ЦЕЛЬ: Перепишите часть фрагмента о девичьей красоте, начиная со слов «В социокультурном аспекте» и заканчивая словами «Скрута невесты, Белила-румяна).», заменив «венка» на «платка».

ФРАГМЕНТ ДЛЯ ЧТЕНИЯ:
• • • • •

В социокультурном аспекте облик взрослой девушки характеризовался косой, украшенной лентами и косниками, головным убором в виде венка или венца, особенностями костюма, обилием украшений (лент, гайтанов, колец и пр.) и использованием косметических средств (белил, румян и др.). Любой из перечисленных элементов, в той или иной локальной традиции мог выполнять в свадебной обрядности функцию Д. к. (см. Лента, Девичий головной убор, Скрута невесты, Белила-румяна).
Понятие Д. к. в народных представлениях соотносилось с эстетической категорией красоты: прежде всего через название, а также внешний вид девушки. Действительно, на фоне всех остальных групп общины именно девушки, достигшие брачного возраста, воспринимались как украшение общества благодаря свойственным этой поре природной свежести и расцвету сил, а также наиболее ярким и нарядным костюмам. Не случайно во многих местах слово «красоваться» означало «быть девушкой». В Олонецкой губ. «красатами» называли девушек, провожающих невесту к венцу. Сама Д. к, олицетворявшаяся в свадебных причитаниях, также наделялась признаком красоты: «Моя дивья-та красота <…> / Да из себя-то хорошая, / Волосами-то сивая / Да на лицо-то красивая». Показательно и использование в народной поэзии для образа Д. к. эпитета «красная» в значении «красивая». В рамках свадебной обрядности любое воплощение Д. к. обязательно украшали разнообразными предметами (бумажками, лоскутками, ленточками, бусами, свечками и др.).
В морально-этическом плане понятие Д. к. соотносилось с идеальным поведением, которое традицией предписывалось девушке на выданье: честность, скромность, аккуратность и т. п. Об этом свидетельствует, в частности, наказ невесты при передаче Д. к:
Ты возьми моя сестрица, Мою дивью-ту красоту <…> Ты ступай, моя сестрица, Да во мои-те следочики,
Ты ходи, моя сестрица, Ниже травы-то шоуковые, Да говори, моя сестрица, Тише воды-то колючёвые, Ты ходи-то тихохонько Да ступай-то миучехонько [мелко], Щобы на сафьяны чарочики Щобы вода не заливаласе Да пески не засыпалисе. Ты не бойсе-ко, сестрица, Да чесны-дивьи-то красоты: Все люди-те добрые Не доходя со мной кланелись…
Таким образом, понятие Д. к. в народных представлениях было сложным и неоднозначным. С одной стороны, оно включало в себя отличительные характеристики девушки, готовой к замужеству. С другой стороны, непосредственно в ритуальной практике Д. к. находила материальное воплощение в разнообразных предметах, выступающих как обрядовые атрибуты. Эти атрибуты символизировали и саму невесту, и возрастной статус взрослой девушки, и девичий период жизни, и отдельные характеристики, свойственные как просватанной девушке, так и поре девичества. Кроме того, в свадебной поэзии образ Д. к. выступал и как конкретный предмет, изображающий Д. к., и как некое свойство, утрачиваемое невестой (девственность, причастность к группе девушек, молодость, красота, воля). В фольклорных текстах Д. к. нередко олицетворялась, приобретая черты живого существа вообще (чаще всего птицы или девушки) и индивидуальные характеристики, отличающие ту или иную невесту.

• • • • •

ПРЕДСТАВЛЕННЫЕ ДАННЫЕ:
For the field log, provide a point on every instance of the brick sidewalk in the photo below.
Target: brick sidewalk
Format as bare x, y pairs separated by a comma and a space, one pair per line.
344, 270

• • • • •

ОТВЕТ К ЗАДАНИЮ:
В социокультурном аспекте облик взрослой девушки характеризовался косой, украшенной лентами и косниками, головным убором в виде платка или венца, особенностями костюма, обилием украшений (лент, гайтанов, колец и пр.) и использованием косметических средств (белил, румян и др.). Любой из перечисленных элементов, в той или иной локальной традиции мог выполнять в свадебной обрядности функцию Д. к. (см. Лента, Девичий головной убор, Скрута невесты, Белила-румяна).